-- BEGIN --

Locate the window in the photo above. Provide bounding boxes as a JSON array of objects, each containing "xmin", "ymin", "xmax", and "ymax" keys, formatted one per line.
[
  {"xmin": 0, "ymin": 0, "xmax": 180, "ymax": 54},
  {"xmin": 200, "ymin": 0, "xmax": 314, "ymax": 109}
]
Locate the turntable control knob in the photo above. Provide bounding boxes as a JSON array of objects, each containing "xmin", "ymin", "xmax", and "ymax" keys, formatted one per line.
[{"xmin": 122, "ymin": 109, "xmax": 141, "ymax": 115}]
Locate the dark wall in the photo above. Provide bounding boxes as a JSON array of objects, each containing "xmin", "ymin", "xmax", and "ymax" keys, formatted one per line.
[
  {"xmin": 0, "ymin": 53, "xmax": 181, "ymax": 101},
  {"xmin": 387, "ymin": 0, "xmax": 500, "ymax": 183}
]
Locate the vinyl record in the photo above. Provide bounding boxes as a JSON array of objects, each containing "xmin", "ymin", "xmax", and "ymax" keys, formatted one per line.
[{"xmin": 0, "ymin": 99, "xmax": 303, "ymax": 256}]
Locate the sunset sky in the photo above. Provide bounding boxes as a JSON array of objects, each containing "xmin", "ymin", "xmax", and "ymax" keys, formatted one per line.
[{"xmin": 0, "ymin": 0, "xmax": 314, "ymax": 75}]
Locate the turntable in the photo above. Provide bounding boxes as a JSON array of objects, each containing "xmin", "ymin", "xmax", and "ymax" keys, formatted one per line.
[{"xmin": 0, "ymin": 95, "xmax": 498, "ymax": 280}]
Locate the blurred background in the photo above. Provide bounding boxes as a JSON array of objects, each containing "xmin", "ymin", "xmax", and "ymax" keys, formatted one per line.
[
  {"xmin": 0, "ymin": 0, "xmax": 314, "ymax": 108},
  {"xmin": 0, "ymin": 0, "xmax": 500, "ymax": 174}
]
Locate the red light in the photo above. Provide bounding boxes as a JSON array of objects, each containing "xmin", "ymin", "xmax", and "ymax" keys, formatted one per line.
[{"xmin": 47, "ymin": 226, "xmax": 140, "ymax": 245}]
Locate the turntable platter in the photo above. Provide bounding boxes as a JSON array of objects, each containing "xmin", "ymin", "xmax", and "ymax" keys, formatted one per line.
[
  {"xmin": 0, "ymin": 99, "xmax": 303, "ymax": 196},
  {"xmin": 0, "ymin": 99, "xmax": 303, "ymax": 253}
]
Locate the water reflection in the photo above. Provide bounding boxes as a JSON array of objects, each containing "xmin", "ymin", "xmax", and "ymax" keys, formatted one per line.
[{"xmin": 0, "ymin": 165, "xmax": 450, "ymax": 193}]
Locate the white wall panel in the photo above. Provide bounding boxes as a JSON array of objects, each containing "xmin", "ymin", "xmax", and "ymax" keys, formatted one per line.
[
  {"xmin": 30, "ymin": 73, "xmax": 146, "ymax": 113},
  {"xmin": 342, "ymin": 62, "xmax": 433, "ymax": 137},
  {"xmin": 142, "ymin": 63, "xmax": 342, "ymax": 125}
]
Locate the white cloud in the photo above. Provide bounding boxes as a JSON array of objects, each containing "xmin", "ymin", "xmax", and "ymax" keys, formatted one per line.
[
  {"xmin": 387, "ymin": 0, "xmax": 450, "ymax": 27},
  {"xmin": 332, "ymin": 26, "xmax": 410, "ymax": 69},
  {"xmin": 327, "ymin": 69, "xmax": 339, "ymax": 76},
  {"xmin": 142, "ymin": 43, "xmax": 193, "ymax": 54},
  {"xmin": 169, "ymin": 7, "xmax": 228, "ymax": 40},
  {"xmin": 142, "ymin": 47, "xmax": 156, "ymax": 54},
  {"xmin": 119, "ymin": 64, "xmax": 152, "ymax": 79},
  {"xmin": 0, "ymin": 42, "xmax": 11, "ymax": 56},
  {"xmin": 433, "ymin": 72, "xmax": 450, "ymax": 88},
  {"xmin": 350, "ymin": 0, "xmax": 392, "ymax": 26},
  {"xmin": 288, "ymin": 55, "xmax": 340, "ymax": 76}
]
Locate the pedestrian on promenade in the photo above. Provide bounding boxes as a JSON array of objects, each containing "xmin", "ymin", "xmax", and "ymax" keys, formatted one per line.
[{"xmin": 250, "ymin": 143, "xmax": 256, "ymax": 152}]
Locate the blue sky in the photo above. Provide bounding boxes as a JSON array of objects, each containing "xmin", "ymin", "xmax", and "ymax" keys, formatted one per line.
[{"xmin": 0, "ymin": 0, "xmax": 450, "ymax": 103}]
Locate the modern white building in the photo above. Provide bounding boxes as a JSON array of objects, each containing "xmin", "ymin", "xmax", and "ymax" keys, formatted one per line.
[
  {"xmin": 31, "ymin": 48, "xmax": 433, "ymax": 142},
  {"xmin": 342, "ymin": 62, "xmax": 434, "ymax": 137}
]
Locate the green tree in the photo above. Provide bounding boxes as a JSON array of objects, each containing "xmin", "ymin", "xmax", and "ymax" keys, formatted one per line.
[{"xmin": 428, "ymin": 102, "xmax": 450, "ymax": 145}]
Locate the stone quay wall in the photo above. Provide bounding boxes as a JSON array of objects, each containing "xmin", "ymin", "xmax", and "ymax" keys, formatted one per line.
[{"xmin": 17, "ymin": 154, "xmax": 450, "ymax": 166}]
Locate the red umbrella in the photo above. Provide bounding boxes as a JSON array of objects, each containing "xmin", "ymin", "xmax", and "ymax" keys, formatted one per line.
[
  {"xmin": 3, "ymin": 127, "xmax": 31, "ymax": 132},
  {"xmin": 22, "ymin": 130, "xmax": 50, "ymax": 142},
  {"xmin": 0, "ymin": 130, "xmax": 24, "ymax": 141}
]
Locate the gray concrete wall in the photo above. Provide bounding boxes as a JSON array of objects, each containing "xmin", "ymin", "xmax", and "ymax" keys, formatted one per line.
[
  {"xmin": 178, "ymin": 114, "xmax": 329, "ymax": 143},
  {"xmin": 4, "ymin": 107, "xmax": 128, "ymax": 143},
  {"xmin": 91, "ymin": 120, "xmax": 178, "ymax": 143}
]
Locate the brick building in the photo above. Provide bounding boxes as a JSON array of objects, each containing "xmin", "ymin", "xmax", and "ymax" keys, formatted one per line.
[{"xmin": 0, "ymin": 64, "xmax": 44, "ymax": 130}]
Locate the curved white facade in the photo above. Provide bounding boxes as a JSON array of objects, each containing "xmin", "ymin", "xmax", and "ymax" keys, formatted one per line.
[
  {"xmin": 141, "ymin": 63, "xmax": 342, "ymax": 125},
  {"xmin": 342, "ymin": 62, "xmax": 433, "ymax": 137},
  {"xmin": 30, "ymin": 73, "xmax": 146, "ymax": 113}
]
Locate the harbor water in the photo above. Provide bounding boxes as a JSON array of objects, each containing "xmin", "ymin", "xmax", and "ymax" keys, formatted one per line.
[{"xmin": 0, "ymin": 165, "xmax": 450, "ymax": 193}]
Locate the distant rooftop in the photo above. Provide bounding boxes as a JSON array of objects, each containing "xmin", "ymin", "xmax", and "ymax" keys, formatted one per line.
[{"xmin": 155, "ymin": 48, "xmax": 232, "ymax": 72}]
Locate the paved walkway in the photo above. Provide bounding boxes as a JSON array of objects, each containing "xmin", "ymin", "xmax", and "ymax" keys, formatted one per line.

-- END --

Challenge:
Reproduce every record above word for word, in the same order and with the same line breaks.

Solution to the problem:
Locate the window in the photo above. Provide bounding boxes as a JSON array of objects, each containing "xmin", "ymin", "xmax", and "ymax" keys, formatted one per line.
[
  {"xmin": 0, "ymin": 0, "xmax": 180, "ymax": 54},
  {"xmin": 200, "ymin": 0, "xmax": 314, "ymax": 109}
]
Locate the turntable control knob in the photo above. Provide bounding boxes as a JSON array of objects, each containing "xmin", "ymin", "xmax", and "ymax" keys, formatted one per line.
[{"xmin": 122, "ymin": 109, "xmax": 141, "ymax": 115}]
Locate the dark wall in the photo above. Provide bounding boxes as a JSON array of objects, each containing "xmin", "ymin", "xmax", and "ymax" keys, formatted one per line.
[
  {"xmin": 0, "ymin": 53, "xmax": 181, "ymax": 101},
  {"xmin": 387, "ymin": 0, "xmax": 500, "ymax": 183}
]
Locate the vinyl record in the photo above. Provide bounding boxes as a JSON array of objects, each containing "xmin", "ymin", "xmax", and "ymax" keys, formatted one per line.
[{"xmin": 0, "ymin": 99, "xmax": 303, "ymax": 256}]
Locate the sunset sky in the photo above. Provide bounding boxes as a JSON array of objects, each containing "xmin", "ymin", "xmax", and "ymax" keys, formatted one per line.
[{"xmin": 0, "ymin": 0, "xmax": 314, "ymax": 75}]
Locate the turntable in the photo above. Provide bounding boxes as a JSON array of objects, each containing "xmin", "ymin", "xmax", and "ymax" keys, formatted one per line.
[{"xmin": 0, "ymin": 95, "xmax": 498, "ymax": 280}]
Locate the blurred background in the photo above. Provide bounding boxes as a JSON array of objects, each containing "xmin", "ymin", "xmax", and "ymax" keys, formatted one per line.
[
  {"xmin": 0, "ymin": 0, "xmax": 314, "ymax": 108},
  {"xmin": 0, "ymin": 0, "xmax": 500, "ymax": 174}
]
Locate the red light in the photo above. Provide bounding boxes as a JSON array of objects, each containing "xmin", "ymin", "xmax", and "ymax" keys, formatted one per line.
[{"xmin": 47, "ymin": 226, "xmax": 140, "ymax": 245}]
Locate the turntable platter in the photo above. Provide bounding boxes as a JSON array of objects, each containing "xmin", "ymin", "xmax", and "ymax" keys, formatted one per line.
[
  {"xmin": 0, "ymin": 99, "xmax": 303, "ymax": 196},
  {"xmin": 0, "ymin": 99, "xmax": 303, "ymax": 253}
]
Locate the water reflection in the photo above. Provide bounding boxes as a JSON array of objects, each containing "xmin", "ymin", "xmax", and "ymax" keys, formatted one per line.
[{"xmin": 0, "ymin": 165, "xmax": 450, "ymax": 193}]
Locate the white wall panel in the photo above. Provide bounding boxes as a JSON array of objects, each containing "xmin", "ymin", "xmax", and "ymax" keys, formatted one per line.
[
  {"xmin": 30, "ymin": 73, "xmax": 146, "ymax": 113},
  {"xmin": 342, "ymin": 62, "xmax": 433, "ymax": 137},
  {"xmin": 142, "ymin": 63, "xmax": 342, "ymax": 125}
]
Locate the white cloud in the photo above. Provide bounding boxes as a JSON array of objects, each containing "xmin", "ymin", "xmax", and "ymax" keys, formatted one per line.
[
  {"xmin": 387, "ymin": 0, "xmax": 450, "ymax": 27},
  {"xmin": 332, "ymin": 26, "xmax": 410, "ymax": 69},
  {"xmin": 327, "ymin": 69, "xmax": 339, "ymax": 76},
  {"xmin": 142, "ymin": 43, "xmax": 193, "ymax": 54},
  {"xmin": 169, "ymin": 7, "xmax": 228, "ymax": 40},
  {"xmin": 142, "ymin": 47, "xmax": 156, "ymax": 54},
  {"xmin": 119, "ymin": 64, "xmax": 152, "ymax": 79},
  {"xmin": 0, "ymin": 42, "xmax": 11, "ymax": 56},
  {"xmin": 433, "ymin": 72, "xmax": 450, "ymax": 88},
  {"xmin": 350, "ymin": 0, "xmax": 392, "ymax": 26},
  {"xmin": 288, "ymin": 55, "xmax": 340, "ymax": 76}
]
Locate the pedestrian on promenade in the photo above. Provide bounding boxes as a JSON array of objects, each containing "xmin", "ymin", "xmax", and "ymax" keys, formatted one per line.
[{"xmin": 250, "ymin": 143, "xmax": 256, "ymax": 152}]
Locate the blue sky in the photo above. Provide bounding boxes as a JSON array of objects, each containing "xmin", "ymin", "xmax", and "ymax" keys, formatted one per line.
[{"xmin": 0, "ymin": 0, "xmax": 450, "ymax": 103}]
Locate the modern white building in the photo above. Provide bounding boxes as a JSON array of objects, each containing "xmin", "ymin", "xmax", and "ymax" keys, formatted one per line.
[
  {"xmin": 31, "ymin": 48, "xmax": 433, "ymax": 142},
  {"xmin": 342, "ymin": 62, "xmax": 434, "ymax": 137}
]
Locate the green tree in the photo above. Provide bounding boxes as a JSON array of objects, each containing "xmin", "ymin", "xmax", and "ymax" keys, formatted one per line.
[{"xmin": 428, "ymin": 102, "xmax": 450, "ymax": 145}]
Locate the stone quay wall in the photo above. Provide bounding boxes as a JSON array of objects, each containing "xmin", "ymin", "xmax", and "ymax" keys, formatted one per line.
[{"xmin": 17, "ymin": 154, "xmax": 450, "ymax": 166}]
Locate the red umbrella in the photo above. Provide bounding boxes as a JSON array of objects, each containing "xmin", "ymin", "xmax", and "ymax" keys, formatted one per line.
[
  {"xmin": 3, "ymin": 127, "xmax": 31, "ymax": 132},
  {"xmin": 22, "ymin": 130, "xmax": 50, "ymax": 142},
  {"xmin": 0, "ymin": 130, "xmax": 24, "ymax": 141}
]
Locate the gray concrete wall in the photo above. Provide bounding boxes as a JSON array of objects, each containing "xmin", "ymin", "xmax", and "ymax" keys, formatted one per line.
[
  {"xmin": 178, "ymin": 114, "xmax": 329, "ymax": 143},
  {"xmin": 4, "ymin": 107, "xmax": 128, "ymax": 143},
  {"xmin": 91, "ymin": 120, "xmax": 178, "ymax": 143}
]
Locate the brick building in the photo above. Provide bounding boxes as a JSON array of objects, each containing "xmin", "ymin", "xmax", and "ymax" keys, formatted one per line.
[{"xmin": 0, "ymin": 64, "xmax": 44, "ymax": 130}]
Locate the curved white facade in the photo above. Provide bounding boxes as a JSON array of objects, each containing "xmin", "ymin", "xmax", and "ymax" keys, formatted one per line.
[
  {"xmin": 141, "ymin": 63, "xmax": 342, "ymax": 125},
  {"xmin": 342, "ymin": 62, "xmax": 433, "ymax": 137},
  {"xmin": 30, "ymin": 73, "xmax": 146, "ymax": 113}
]
Locate the harbor water in the photo above. Provide bounding boxes as a JSON array of objects, each containing "xmin", "ymin", "xmax", and "ymax" keys, formatted one per line.
[{"xmin": 0, "ymin": 165, "xmax": 450, "ymax": 193}]
Locate the distant rooftop in the photo above. Provide bounding boxes as a JSON array of objects, each containing "xmin", "ymin", "xmax", and "ymax" keys, formatted one per line.
[{"xmin": 155, "ymin": 48, "xmax": 232, "ymax": 72}]
Locate the paved walkway in the photo above. Provide bounding boxes as a JSON array of objects, each containing "xmin", "ymin", "xmax", and "ymax" keys, formatted one per line.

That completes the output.